### [Point-based annotation data]
——————
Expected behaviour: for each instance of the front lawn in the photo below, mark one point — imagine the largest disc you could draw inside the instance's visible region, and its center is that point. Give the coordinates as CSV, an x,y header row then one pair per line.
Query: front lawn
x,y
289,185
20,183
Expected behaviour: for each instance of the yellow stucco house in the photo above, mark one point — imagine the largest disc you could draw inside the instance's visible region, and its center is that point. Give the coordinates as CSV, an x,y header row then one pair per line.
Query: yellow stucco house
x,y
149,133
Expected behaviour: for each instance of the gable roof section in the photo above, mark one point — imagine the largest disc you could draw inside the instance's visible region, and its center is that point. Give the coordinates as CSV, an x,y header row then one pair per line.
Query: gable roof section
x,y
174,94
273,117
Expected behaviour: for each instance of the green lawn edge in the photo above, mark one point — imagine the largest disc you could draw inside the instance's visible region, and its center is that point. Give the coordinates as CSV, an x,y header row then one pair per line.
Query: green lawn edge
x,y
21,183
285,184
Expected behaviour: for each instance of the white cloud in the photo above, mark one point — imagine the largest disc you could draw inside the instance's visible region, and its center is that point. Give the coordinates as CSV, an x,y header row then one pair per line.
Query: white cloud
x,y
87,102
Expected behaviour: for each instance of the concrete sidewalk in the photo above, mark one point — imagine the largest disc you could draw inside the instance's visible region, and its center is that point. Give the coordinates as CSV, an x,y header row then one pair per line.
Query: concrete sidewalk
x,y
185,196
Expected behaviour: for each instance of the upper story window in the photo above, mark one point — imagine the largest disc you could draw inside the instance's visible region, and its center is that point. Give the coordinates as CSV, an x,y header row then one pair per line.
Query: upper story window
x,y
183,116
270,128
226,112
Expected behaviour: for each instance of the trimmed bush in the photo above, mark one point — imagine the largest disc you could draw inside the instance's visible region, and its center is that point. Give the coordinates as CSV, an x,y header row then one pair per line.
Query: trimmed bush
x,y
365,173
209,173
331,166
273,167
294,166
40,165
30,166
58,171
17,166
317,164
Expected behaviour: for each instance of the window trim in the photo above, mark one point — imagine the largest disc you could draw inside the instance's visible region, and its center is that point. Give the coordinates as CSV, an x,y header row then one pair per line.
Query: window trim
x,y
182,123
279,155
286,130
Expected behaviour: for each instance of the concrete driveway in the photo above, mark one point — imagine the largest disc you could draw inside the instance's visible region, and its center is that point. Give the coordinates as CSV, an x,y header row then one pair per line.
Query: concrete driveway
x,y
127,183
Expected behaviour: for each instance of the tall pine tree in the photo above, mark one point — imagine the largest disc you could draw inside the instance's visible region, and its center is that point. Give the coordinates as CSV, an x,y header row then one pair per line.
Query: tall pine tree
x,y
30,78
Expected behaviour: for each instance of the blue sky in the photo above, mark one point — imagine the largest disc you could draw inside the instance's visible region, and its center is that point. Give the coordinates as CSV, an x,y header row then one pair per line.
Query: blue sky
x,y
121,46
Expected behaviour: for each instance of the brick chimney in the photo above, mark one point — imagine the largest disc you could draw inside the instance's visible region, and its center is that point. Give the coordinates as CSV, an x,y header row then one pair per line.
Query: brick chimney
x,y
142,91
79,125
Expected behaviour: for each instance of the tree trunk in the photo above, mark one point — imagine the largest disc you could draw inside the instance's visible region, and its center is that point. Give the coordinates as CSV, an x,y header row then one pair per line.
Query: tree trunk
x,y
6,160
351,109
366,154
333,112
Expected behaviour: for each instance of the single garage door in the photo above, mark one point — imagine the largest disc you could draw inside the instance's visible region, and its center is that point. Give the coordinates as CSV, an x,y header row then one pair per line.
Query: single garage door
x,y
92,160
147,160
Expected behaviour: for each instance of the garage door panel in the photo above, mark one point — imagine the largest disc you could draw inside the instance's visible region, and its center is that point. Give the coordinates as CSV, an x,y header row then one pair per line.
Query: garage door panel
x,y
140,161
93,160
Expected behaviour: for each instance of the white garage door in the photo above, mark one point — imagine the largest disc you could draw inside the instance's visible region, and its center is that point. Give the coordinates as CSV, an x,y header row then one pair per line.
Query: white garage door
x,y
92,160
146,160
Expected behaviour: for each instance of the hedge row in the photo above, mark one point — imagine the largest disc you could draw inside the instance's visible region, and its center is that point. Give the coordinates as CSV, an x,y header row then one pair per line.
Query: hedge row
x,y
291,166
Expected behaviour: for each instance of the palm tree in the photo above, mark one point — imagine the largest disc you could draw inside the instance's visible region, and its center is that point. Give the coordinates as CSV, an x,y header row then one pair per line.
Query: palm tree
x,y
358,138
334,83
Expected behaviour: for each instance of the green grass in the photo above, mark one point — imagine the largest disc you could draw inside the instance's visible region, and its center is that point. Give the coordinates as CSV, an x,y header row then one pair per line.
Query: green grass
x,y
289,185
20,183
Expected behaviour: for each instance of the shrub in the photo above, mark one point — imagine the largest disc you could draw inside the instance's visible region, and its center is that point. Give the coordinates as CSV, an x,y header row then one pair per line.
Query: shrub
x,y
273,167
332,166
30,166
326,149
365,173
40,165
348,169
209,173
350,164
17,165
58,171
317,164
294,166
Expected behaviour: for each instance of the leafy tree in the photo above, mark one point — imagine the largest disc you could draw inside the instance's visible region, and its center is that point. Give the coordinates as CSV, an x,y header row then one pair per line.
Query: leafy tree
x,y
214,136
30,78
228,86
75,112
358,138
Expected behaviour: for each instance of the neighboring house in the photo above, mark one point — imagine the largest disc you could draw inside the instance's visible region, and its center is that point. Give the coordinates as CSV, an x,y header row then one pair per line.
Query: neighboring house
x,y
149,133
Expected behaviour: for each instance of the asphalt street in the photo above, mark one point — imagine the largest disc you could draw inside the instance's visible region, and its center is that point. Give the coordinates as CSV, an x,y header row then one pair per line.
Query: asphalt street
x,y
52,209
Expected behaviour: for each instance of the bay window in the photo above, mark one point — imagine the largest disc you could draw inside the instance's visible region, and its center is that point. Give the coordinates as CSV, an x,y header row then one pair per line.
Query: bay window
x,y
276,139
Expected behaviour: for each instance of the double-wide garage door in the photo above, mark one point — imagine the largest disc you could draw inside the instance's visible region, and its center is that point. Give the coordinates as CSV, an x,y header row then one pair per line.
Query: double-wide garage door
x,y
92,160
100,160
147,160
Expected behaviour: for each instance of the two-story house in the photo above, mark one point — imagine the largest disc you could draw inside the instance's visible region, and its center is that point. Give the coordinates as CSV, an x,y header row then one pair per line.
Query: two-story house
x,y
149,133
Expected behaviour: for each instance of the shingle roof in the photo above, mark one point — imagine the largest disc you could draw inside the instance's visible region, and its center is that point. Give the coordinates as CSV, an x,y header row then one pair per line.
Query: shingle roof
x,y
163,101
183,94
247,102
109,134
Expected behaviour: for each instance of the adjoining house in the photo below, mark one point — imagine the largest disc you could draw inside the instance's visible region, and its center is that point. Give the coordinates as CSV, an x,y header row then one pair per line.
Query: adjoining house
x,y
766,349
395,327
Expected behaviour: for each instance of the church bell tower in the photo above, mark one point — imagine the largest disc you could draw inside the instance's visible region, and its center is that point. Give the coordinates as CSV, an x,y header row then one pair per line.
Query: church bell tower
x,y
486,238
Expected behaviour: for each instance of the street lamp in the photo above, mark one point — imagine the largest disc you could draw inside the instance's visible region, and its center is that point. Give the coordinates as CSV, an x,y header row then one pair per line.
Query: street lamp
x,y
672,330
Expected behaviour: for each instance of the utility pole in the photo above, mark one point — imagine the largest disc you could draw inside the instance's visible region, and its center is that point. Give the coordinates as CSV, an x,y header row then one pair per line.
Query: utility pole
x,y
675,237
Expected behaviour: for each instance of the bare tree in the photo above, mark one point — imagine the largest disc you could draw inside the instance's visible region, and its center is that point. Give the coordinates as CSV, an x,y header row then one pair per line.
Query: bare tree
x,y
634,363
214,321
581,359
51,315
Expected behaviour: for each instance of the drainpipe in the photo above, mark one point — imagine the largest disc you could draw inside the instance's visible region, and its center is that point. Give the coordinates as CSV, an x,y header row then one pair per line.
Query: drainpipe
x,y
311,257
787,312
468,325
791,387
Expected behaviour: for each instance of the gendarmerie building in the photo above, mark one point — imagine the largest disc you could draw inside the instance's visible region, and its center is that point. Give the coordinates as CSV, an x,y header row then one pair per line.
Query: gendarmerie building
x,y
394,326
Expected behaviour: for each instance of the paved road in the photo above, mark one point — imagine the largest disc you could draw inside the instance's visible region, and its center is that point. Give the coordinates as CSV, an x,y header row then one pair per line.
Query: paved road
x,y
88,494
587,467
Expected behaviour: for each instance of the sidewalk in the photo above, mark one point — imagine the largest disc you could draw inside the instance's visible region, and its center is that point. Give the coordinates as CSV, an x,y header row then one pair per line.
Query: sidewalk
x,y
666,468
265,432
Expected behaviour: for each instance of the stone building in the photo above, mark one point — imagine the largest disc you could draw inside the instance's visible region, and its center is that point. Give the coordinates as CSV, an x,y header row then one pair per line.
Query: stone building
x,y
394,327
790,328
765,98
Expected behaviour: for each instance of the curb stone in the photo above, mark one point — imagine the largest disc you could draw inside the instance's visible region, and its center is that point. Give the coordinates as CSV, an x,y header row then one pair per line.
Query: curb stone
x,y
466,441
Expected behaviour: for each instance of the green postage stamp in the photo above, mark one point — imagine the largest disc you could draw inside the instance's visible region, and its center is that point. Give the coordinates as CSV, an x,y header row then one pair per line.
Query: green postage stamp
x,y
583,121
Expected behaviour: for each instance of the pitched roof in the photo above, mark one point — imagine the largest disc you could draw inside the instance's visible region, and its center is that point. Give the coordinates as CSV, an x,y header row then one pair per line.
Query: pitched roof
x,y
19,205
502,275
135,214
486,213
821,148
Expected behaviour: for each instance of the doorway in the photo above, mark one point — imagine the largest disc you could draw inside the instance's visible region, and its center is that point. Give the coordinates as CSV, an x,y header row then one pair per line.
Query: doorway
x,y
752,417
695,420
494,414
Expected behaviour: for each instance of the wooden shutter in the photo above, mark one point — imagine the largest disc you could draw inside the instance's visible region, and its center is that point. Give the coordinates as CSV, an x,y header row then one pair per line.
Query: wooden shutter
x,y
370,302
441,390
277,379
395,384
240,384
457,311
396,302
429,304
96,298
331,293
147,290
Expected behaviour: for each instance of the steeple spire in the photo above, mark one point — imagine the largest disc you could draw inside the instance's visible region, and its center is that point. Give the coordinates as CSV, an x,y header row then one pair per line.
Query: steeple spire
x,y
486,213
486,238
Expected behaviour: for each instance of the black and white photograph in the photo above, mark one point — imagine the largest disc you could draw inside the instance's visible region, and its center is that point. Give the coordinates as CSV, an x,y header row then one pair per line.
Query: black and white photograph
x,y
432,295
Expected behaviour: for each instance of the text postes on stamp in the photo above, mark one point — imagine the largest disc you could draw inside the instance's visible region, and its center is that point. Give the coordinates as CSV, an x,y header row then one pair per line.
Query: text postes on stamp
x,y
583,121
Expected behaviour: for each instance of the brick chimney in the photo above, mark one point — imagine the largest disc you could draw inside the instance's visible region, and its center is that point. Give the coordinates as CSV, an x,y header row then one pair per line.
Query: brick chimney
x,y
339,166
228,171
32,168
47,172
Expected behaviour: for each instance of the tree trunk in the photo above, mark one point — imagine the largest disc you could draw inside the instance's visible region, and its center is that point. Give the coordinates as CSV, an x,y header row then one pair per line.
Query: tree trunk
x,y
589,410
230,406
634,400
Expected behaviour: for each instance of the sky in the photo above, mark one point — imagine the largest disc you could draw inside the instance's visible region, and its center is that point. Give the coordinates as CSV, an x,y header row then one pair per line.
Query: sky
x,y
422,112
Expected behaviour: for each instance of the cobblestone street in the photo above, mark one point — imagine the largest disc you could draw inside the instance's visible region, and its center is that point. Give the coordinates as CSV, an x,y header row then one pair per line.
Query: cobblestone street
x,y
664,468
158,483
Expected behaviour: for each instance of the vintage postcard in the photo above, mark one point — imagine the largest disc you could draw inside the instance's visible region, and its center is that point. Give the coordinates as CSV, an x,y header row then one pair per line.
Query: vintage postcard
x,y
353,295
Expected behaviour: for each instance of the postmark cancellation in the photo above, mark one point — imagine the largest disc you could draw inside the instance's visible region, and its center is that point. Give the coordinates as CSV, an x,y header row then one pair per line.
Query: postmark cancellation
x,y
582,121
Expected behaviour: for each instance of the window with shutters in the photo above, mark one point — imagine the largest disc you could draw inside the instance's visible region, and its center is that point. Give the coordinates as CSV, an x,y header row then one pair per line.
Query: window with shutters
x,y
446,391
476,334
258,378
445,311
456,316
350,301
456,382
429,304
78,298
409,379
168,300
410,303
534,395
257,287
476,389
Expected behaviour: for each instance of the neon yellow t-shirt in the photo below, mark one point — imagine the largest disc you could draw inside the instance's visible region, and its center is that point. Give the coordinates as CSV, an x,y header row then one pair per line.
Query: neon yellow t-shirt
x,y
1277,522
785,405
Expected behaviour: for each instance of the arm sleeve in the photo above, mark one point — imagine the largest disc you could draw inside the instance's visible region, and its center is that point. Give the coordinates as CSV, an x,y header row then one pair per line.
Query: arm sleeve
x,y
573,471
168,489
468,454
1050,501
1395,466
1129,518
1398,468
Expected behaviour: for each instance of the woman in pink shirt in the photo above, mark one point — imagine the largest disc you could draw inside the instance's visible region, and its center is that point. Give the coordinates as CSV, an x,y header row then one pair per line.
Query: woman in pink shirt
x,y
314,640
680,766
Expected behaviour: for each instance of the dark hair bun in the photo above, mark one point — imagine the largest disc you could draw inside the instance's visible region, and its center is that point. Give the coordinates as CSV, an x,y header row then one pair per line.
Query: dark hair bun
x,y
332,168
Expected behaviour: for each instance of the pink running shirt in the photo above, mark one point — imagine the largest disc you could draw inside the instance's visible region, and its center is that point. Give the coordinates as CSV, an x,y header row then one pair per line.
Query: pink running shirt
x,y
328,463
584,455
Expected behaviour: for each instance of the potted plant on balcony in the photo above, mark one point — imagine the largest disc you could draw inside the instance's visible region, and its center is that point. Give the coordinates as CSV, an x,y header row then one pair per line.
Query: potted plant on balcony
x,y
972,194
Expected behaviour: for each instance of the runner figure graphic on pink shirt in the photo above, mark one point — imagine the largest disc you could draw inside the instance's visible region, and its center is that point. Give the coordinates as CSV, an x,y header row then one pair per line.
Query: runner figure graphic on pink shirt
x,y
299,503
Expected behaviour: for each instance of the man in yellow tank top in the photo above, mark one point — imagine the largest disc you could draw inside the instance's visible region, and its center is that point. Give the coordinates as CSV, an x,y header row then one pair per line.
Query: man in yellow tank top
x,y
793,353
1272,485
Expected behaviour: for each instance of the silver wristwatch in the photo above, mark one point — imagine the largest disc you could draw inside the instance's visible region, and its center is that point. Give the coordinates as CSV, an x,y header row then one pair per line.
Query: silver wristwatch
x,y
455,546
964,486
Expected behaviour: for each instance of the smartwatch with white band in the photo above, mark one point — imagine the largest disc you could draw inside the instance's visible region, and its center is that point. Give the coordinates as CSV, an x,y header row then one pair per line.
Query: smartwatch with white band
——————
### [Work instructions]
Reproduce verbatim the lines of the entries from the one containing "Expected behaviour: for each instance of the potted" through the end of the entries, inclusive.

### [Correct answer]
Expected behaviour: for each instance of the potted plant on balcony in the photo above, mark one point — imagine the largest disc you could draw inside the instance's visible region, and its center is that point. Give the coordinates as CSV, an x,y header row then one pair per line.
Query: potted plant on balcony
x,y
972,194
Expected behaviour: for each instance of the runner figure graphic on pink shirt in the photo above, mark one point — imagine the largest disc you could draw inside the instance's visible region, and its center is that point. Give the coordinates as CSV, an x,y header row then one pair per line.
Query: runner figure graphic on pink shirt
x,y
299,503
Expected behaviour: for each instance of the man in yellow tank top in the photo above, mark one point — imagine the largest disc you could draw inside the instance's visible region, and its center is that point. Give the coordinates as CSV, an x,y header row then one pair per line.
Query: man in yellow tank top
x,y
793,353
1272,485
Expected behaviour: for each instance of the silver wristwatch in the photo above, mark one point — imagine the largest disc you could draw inside the instance's visible region, and its center is that point. Give the coordinates as CSV, an x,y header row then one pair per line.
Query: silver wristwatch
x,y
455,546
964,486
Expected behaviour: for each instance of the smartwatch with white band in the photo above, mark one point — imagine the largest disc you could draw inside the instance's visible region, and its center is that point. Give the coordinates as CSV, an x,y header row then one pair per line.
Query: smartwatch with white band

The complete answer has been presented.